Text shown:
⁂

The total amount of CPU-accessible memory can be limited. Besides, access from the GPU may be slower compared to GPU-only memory, so dynamic buffers should not be used to store resources that are constant or change infrequently.

Streaming Buffer

Streaming buffer is not an API object, but rather a strategy that allows uploading variable amounts of data to the GPU in an efficient manner. The idea of streaming buffer can be summarized as follows:

Create dynamic buffer large enough to encompass the maximum amount of data that can be uploaded to GPU.

  • First time, map the buffer with MAP_FLAG_DISCARD flag.
    • This will discard previous buffer contents and allocate new memory.
  • Set current buffer offset to zero, write data to the buffer and update the offset accordingly.
  • Unmap the buffer and issue draw command.
    • Note that in Direct3D12 and Vulkan backends, unmapping the buffer is not required and can be safely skipped to improve performance.
  • When mapping the buffer next time, check if the remaining space is enough to encompass the new polygon data.
  • If there is enough space, map the buffer with MAP_FLAG_DO_NOT_SYNCHRONIZE flag.
    • This will tell the system to return previously allocated memory. It is the responsibility of the application to not overwrite the memory that is in use by the GPU.
    • Write new data at current offset (which guarantees that bytes previously written and currently used by the GPU will not be affected) and update the offset.
  • If there is not enough space, reset the offset to zero and map the buffer with MAP_FLAG_DISCARD flag to request new chunk of memory.

Textures

While buffers are simply linear regions of memory, textures are optimized for efficient sampling operations and use opaque layouts that are typically not exposed to the application. As a result, only the driver knows how to write data to the texture. Linear texture layouts are allowed in Direct3D12 and Vulkan, but they are less efficient.

Texture initialization

Similar to buffers, initial data can be supplied to textures at creation time. For USAGE_STATIC textures this is the only way.

TexDesc TexDesc;
TexDesc.Type = RESOURCE_DIM_TEX_2D;
TexDesc.Format = TEX_FORMAT_RGBA8_UNORM_SRGB;
TexDesc.Width = 1024;
TexDesc.Height = 1024;
TexDesc.MipLevels = 1;
TexDesc.BindFlags = BIND_SHADER_RESOURCE;
TexDesc.Usage = USAGE_STATIC;

TextureData InitData;
// Pointer to subresouce data, one for every mip level
InitData.pSubResources = subresources;
InitData.NumSubresources = _countof(subresources);

RefCntAutoPtr<ITexture> Texture;
Device->CreateTexture(TexDesc, InitData, &Texture);

Texture initialization is performed similar to buffer initialization. In Direct3D11 and OpenGL/GLES backends, there are corresponding native API calls. In Direct3D12/Vulkan backends, the engine creates temporary staging texture in a CPU-writable memory, copies the data to this memory and then issues a GPU copy command.

⁂

Task A:
Summarize the text on GPU buffers and textures in two sentences.
Task B:
According to the text on GPU buffers and textures, in which backends can unmapping the buffer be skipped?

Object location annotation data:

⁂

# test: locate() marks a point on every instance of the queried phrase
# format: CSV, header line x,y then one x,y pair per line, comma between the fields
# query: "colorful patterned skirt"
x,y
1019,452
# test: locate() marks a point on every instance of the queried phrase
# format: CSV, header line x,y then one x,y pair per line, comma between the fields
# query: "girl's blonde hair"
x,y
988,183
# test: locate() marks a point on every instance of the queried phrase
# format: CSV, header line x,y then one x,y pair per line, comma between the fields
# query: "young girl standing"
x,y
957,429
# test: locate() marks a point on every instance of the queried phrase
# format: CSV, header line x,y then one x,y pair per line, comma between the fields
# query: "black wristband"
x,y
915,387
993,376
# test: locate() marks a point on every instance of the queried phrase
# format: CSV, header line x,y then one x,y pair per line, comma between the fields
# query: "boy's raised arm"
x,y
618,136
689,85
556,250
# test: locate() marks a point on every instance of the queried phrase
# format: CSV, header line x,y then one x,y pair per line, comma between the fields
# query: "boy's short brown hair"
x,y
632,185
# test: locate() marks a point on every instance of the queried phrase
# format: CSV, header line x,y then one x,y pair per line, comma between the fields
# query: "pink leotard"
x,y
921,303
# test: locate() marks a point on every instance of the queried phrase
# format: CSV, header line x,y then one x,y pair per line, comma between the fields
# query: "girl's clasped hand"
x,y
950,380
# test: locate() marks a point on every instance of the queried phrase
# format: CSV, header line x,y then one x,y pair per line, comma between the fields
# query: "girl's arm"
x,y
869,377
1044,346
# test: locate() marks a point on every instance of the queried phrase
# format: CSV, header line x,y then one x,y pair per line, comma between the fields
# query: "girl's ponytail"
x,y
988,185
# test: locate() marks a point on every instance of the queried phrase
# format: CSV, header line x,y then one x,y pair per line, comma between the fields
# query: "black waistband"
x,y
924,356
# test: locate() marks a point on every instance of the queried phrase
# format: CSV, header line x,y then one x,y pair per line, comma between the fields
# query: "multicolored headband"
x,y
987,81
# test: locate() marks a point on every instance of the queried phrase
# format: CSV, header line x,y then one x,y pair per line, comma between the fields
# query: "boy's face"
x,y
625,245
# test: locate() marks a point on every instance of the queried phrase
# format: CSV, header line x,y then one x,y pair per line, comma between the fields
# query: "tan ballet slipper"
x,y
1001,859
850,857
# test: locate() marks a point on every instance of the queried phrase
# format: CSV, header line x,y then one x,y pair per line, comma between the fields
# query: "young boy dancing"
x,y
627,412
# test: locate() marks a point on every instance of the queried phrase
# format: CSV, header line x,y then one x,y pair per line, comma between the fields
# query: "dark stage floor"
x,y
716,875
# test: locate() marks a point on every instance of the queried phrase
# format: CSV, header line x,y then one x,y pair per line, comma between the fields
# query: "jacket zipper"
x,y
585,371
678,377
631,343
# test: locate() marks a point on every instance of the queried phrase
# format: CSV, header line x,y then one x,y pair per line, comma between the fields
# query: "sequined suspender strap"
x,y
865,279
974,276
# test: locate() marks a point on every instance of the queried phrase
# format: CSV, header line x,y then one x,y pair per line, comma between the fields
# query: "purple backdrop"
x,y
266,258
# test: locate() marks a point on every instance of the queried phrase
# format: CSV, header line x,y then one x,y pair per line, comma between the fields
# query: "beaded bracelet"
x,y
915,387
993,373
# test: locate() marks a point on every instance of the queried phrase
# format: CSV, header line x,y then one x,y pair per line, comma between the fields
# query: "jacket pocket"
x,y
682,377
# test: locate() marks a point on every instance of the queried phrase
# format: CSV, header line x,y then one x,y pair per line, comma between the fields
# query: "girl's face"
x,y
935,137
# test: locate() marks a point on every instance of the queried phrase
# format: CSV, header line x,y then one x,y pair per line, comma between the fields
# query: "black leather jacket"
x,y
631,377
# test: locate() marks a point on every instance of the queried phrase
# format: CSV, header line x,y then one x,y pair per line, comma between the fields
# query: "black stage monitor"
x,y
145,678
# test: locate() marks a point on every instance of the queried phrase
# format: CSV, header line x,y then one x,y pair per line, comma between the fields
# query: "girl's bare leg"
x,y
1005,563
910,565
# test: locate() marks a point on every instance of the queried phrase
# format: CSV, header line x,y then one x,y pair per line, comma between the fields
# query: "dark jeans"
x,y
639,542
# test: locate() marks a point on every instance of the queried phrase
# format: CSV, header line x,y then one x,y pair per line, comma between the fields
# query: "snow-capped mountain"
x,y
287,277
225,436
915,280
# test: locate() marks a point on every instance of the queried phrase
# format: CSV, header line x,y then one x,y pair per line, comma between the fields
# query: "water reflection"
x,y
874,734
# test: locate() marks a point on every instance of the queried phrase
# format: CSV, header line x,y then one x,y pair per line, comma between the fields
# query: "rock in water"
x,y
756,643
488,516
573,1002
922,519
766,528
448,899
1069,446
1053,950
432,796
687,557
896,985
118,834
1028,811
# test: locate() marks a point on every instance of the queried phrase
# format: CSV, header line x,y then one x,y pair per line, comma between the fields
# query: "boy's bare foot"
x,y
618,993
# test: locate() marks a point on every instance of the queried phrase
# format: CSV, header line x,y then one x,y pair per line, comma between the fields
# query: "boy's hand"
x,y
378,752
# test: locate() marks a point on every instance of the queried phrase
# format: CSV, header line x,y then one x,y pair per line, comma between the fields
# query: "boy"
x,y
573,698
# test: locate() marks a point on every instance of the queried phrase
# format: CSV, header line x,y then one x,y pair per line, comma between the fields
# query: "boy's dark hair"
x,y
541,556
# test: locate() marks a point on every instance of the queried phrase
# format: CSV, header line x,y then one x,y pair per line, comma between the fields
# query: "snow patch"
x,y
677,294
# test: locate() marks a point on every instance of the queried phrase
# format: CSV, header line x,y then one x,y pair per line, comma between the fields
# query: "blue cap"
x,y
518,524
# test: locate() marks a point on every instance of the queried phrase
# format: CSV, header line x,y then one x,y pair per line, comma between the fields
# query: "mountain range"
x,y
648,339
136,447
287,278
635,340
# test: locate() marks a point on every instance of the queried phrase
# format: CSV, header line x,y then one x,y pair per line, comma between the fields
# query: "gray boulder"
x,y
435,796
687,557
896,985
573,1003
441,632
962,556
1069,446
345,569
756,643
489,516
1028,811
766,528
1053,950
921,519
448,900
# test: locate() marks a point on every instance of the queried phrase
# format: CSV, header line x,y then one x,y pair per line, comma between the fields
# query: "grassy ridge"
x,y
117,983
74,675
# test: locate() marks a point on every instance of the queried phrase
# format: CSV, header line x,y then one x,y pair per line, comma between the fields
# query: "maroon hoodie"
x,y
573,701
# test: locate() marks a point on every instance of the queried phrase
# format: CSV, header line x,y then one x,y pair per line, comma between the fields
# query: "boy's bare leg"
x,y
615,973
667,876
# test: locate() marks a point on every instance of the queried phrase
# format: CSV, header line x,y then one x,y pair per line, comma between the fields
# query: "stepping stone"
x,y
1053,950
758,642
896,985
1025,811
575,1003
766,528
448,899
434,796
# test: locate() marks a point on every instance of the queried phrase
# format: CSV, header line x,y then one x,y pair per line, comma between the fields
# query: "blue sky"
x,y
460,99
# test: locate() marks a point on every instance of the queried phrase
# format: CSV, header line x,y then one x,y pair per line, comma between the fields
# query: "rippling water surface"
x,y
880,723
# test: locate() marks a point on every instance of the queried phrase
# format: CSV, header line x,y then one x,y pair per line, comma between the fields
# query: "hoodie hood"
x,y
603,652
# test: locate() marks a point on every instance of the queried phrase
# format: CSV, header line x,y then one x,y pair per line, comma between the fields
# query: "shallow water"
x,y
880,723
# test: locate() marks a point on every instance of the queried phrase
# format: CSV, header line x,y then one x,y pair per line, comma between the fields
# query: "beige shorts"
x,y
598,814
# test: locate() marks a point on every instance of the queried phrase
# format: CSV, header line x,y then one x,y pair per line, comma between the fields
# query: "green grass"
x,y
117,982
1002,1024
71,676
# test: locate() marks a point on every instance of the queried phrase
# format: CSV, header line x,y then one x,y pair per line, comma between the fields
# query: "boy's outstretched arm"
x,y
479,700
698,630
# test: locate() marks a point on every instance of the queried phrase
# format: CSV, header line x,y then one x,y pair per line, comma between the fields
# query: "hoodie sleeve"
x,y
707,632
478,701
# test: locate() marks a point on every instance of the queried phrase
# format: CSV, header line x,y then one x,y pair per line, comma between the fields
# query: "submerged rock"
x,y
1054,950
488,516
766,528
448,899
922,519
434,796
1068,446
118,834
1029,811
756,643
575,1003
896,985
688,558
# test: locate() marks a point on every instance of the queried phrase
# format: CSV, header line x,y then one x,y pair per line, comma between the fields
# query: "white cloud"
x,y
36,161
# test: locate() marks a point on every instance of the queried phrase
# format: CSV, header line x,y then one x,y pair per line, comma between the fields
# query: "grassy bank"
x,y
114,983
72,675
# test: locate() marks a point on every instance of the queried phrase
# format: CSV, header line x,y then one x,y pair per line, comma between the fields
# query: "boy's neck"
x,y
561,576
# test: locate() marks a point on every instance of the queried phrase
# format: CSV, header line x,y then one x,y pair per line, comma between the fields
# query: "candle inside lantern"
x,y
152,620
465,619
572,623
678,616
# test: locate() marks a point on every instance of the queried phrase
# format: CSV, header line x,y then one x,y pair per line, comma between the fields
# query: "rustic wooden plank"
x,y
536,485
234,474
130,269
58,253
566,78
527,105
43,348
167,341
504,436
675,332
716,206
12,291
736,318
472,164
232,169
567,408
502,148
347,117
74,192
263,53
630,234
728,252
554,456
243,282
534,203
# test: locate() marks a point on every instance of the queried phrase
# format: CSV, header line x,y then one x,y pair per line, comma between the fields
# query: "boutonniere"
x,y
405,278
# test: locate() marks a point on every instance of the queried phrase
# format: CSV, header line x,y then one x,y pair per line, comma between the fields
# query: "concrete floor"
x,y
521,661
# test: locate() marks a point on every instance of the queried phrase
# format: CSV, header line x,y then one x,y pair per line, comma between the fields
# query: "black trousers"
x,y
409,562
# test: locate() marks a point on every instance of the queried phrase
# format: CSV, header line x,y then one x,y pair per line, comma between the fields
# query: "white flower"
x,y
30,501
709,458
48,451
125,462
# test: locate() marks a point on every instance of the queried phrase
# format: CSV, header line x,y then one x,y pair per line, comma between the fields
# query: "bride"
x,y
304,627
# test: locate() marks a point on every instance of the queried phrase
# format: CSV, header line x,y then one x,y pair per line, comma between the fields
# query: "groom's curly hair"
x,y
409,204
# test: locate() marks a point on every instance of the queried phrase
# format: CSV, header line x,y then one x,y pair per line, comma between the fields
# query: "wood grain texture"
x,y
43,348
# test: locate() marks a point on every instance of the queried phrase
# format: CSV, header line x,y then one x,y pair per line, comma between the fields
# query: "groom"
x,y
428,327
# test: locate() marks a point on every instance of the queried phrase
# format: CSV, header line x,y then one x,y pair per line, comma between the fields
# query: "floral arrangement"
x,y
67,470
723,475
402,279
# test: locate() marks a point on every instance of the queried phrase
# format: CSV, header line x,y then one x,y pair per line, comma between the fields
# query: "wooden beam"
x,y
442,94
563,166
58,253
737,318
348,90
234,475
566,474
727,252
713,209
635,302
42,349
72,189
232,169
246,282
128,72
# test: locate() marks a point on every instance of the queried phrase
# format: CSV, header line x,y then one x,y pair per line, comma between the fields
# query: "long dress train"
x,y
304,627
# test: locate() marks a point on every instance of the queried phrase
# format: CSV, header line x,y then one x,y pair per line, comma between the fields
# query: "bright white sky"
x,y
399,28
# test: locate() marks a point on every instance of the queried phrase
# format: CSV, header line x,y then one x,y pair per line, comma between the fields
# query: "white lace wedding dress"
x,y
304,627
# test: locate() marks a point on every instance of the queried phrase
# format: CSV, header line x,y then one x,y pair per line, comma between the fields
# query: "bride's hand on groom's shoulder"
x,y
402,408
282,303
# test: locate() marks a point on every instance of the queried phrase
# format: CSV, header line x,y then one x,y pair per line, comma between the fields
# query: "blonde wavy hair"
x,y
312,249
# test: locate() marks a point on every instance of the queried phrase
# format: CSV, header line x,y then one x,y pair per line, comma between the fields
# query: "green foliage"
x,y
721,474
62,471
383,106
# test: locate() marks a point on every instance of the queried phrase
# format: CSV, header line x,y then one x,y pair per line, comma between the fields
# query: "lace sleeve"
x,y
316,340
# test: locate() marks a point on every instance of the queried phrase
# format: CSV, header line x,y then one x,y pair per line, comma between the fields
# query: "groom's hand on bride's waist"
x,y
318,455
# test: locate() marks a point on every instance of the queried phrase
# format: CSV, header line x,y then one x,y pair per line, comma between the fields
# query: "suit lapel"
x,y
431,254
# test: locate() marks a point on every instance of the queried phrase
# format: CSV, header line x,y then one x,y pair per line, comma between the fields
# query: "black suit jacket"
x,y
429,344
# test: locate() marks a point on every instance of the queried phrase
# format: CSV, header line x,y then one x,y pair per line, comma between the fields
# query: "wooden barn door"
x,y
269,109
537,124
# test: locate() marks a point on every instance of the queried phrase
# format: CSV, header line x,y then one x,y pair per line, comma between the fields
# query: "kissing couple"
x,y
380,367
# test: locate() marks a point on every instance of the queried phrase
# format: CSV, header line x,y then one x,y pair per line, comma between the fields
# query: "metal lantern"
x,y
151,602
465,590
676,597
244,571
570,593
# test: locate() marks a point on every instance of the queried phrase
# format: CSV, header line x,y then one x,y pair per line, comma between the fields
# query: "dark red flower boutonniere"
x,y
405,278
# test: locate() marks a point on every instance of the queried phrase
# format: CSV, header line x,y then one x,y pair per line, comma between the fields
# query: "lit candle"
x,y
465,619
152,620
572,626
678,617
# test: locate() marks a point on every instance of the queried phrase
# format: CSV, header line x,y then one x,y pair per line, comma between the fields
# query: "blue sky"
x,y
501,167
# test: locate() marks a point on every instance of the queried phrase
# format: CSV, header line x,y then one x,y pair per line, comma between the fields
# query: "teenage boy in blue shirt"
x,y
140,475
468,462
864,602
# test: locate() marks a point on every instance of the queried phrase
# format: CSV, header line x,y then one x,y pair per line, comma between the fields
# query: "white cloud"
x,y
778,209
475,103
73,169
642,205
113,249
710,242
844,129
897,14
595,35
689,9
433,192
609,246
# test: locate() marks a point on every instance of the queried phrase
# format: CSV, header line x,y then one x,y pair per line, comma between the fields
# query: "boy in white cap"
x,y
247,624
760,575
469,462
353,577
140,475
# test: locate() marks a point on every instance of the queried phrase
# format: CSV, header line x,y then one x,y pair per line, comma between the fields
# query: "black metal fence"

⁂

Reply A:
A streaming buffer is a strategy rather than an API object: a dynamic buffer large enough for the maximum upload is mapped with MAP_FLAG_DISCARD the first time and whenever space runs out, and otherwise with MAP_FLAG_DO_NOT_SYNCHRONIZE so new data goes at the current offset. Textures use opaque layouts that only the driver knows how to write, and they can be given initial data at creation time, which is the only way for USAGE_STATIC textures.

Reply B:
Direct3D12 and Vulkan.